Records supplied:
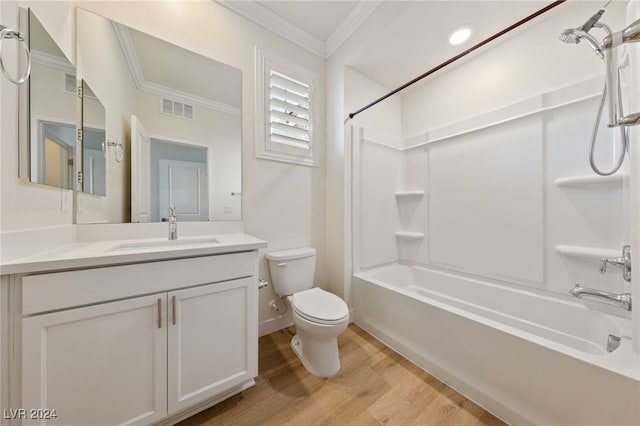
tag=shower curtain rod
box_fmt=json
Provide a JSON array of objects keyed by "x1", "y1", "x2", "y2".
[{"x1": 346, "y1": 0, "x2": 567, "y2": 121}]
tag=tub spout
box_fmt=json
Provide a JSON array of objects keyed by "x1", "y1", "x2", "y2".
[{"x1": 569, "y1": 283, "x2": 632, "y2": 311}]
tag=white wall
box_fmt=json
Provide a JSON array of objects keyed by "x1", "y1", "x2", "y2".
[
  {"x1": 401, "y1": 1, "x2": 628, "y2": 137},
  {"x1": 1, "y1": 0, "x2": 75, "y2": 234},
  {"x1": 326, "y1": 29, "x2": 406, "y2": 302},
  {"x1": 1, "y1": 0, "x2": 326, "y2": 331}
]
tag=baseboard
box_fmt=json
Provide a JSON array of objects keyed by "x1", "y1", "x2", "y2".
[
  {"x1": 155, "y1": 379, "x2": 255, "y2": 425},
  {"x1": 259, "y1": 314, "x2": 294, "y2": 337}
]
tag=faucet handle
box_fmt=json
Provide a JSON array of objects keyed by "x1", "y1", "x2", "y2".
[
  {"x1": 169, "y1": 205, "x2": 177, "y2": 216},
  {"x1": 600, "y1": 246, "x2": 631, "y2": 281},
  {"x1": 600, "y1": 258, "x2": 609, "y2": 274}
]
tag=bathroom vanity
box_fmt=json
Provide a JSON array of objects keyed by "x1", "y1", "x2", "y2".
[{"x1": 0, "y1": 233, "x2": 266, "y2": 425}]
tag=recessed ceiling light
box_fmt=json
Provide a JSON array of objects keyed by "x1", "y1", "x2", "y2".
[{"x1": 449, "y1": 27, "x2": 472, "y2": 45}]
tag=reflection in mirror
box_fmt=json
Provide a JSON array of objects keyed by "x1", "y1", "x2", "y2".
[
  {"x1": 24, "y1": 9, "x2": 77, "y2": 190},
  {"x1": 76, "y1": 9, "x2": 242, "y2": 223},
  {"x1": 81, "y1": 80, "x2": 106, "y2": 196},
  {"x1": 152, "y1": 138, "x2": 208, "y2": 222}
]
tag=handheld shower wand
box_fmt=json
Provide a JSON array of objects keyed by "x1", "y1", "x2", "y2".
[
  {"x1": 558, "y1": 1, "x2": 640, "y2": 175},
  {"x1": 558, "y1": 3, "x2": 609, "y2": 57}
]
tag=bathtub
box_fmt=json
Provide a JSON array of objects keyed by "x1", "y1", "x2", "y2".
[{"x1": 353, "y1": 263, "x2": 640, "y2": 425}]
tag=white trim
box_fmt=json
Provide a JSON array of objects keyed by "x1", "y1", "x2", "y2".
[
  {"x1": 255, "y1": 47, "x2": 320, "y2": 167},
  {"x1": 325, "y1": 1, "x2": 382, "y2": 58},
  {"x1": 217, "y1": 0, "x2": 325, "y2": 57},
  {"x1": 30, "y1": 50, "x2": 75, "y2": 74},
  {"x1": 112, "y1": 22, "x2": 145, "y2": 88},
  {"x1": 258, "y1": 314, "x2": 294, "y2": 337},
  {"x1": 144, "y1": 81, "x2": 240, "y2": 116},
  {"x1": 113, "y1": 22, "x2": 240, "y2": 117},
  {"x1": 216, "y1": 0, "x2": 381, "y2": 59}
]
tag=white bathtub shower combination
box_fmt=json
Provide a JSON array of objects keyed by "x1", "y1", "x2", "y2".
[
  {"x1": 349, "y1": 5, "x2": 640, "y2": 420},
  {"x1": 353, "y1": 263, "x2": 639, "y2": 425}
]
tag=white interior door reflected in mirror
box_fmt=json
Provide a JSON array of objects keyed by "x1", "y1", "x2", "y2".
[
  {"x1": 131, "y1": 115, "x2": 151, "y2": 223},
  {"x1": 158, "y1": 160, "x2": 208, "y2": 222}
]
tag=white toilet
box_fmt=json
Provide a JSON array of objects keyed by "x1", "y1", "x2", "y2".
[{"x1": 266, "y1": 247, "x2": 349, "y2": 378}]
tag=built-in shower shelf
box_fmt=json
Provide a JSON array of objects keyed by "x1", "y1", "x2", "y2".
[
  {"x1": 395, "y1": 232, "x2": 424, "y2": 240},
  {"x1": 555, "y1": 245, "x2": 621, "y2": 261},
  {"x1": 394, "y1": 190, "x2": 425, "y2": 199},
  {"x1": 554, "y1": 174, "x2": 628, "y2": 189}
]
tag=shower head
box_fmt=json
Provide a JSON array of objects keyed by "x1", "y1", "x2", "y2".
[
  {"x1": 559, "y1": 28, "x2": 581, "y2": 44},
  {"x1": 559, "y1": 4, "x2": 608, "y2": 57},
  {"x1": 559, "y1": 28, "x2": 604, "y2": 58}
]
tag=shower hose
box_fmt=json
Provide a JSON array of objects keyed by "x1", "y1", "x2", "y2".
[{"x1": 589, "y1": 84, "x2": 628, "y2": 176}]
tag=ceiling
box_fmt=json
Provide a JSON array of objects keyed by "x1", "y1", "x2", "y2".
[
  {"x1": 217, "y1": 0, "x2": 381, "y2": 57},
  {"x1": 217, "y1": 1, "x2": 626, "y2": 91},
  {"x1": 257, "y1": 1, "x2": 361, "y2": 42}
]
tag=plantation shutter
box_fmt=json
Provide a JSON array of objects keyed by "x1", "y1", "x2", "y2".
[
  {"x1": 269, "y1": 71, "x2": 311, "y2": 150},
  {"x1": 256, "y1": 47, "x2": 319, "y2": 166}
]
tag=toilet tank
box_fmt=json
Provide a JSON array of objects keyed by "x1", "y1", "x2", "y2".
[{"x1": 266, "y1": 247, "x2": 316, "y2": 296}]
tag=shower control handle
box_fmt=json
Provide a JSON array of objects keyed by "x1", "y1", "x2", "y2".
[{"x1": 600, "y1": 245, "x2": 631, "y2": 282}]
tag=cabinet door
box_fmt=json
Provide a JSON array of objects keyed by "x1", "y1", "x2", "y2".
[
  {"x1": 22, "y1": 295, "x2": 168, "y2": 426},
  {"x1": 167, "y1": 277, "x2": 257, "y2": 413}
]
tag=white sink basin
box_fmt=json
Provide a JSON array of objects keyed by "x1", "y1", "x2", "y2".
[{"x1": 109, "y1": 237, "x2": 220, "y2": 252}]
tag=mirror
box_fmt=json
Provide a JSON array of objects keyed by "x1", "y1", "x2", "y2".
[
  {"x1": 20, "y1": 10, "x2": 78, "y2": 191},
  {"x1": 76, "y1": 9, "x2": 242, "y2": 223},
  {"x1": 81, "y1": 80, "x2": 106, "y2": 196}
]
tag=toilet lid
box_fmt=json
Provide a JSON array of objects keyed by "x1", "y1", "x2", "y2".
[{"x1": 292, "y1": 288, "x2": 349, "y2": 323}]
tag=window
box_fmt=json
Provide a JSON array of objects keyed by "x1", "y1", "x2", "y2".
[{"x1": 256, "y1": 47, "x2": 320, "y2": 167}]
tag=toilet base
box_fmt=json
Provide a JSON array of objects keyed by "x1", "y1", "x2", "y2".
[{"x1": 290, "y1": 332, "x2": 341, "y2": 378}]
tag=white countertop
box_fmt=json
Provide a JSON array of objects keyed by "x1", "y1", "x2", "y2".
[{"x1": 0, "y1": 233, "x2": 267, "y2": 275}]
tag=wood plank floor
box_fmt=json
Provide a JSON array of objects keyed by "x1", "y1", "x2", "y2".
[{"x1": 178, "y1": 324, "x2": 506, "y2": 426}]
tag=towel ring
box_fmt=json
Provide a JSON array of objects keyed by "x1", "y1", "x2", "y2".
[
  {"x1": 102, "y1": 140, "x2": 124, "y2": 163},
  {"x1": 0, "y1": 26, "x2": 31, "y2": 85}
]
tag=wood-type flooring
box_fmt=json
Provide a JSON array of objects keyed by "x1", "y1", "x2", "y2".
[{"x1": 178, "y1": 324, "x2": 507, "y2": 426}]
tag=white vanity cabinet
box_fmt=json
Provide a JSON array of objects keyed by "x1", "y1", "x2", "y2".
[
  {"x1": 17, "y1": 251, "x2": 259, "y2": 426},
  {"x1": 22, "y1": 294, "x2": 168, "y2": 425}
]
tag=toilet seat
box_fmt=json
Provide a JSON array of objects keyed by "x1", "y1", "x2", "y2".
[{"x1": 291, "y1": 288, "x2": 349, "y2": 325}]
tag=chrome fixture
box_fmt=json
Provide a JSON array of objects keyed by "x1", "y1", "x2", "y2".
[
  {"x1": 168, "y1": 205, "x2": 178, "y2": 240},
  {"x1": 0, "y1": 25, "x2": 31, "y2": 84},
  {"x1": 559, "y1": 2, "x2": 640, "y2": 175},
  {"x1": 600, "y1": 18, "x2": 640, "y2": 50},
  {"x1": 601, "y1": 17, "x2": 640, "y2": 129},
  {"x1": 600, "y1": 245, "x2": 631, "y2": 282},
  {"x1": 258, "y1": 277, "x2": 269, "y2": 290},
  {"x1": 101, "y1": 140, "x2": 124, "y2": 163},
  {"x1": 558, "y1": 3, "x2": 609, "y2": 57},
  {"x1": 607, "y1": 334, "x2": 621, "y2": 352},
  {"x1": 569, "y1": 283, "x2": 632, "y2": 311}
]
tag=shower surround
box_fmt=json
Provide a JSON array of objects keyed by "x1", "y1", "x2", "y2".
[{"x1": 350, "y1": 76, "x2": 639, "y2": 425}]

Work instructions: Reading through the material above, work out how many lines include "vanity", then state that number alone.

Written response: 2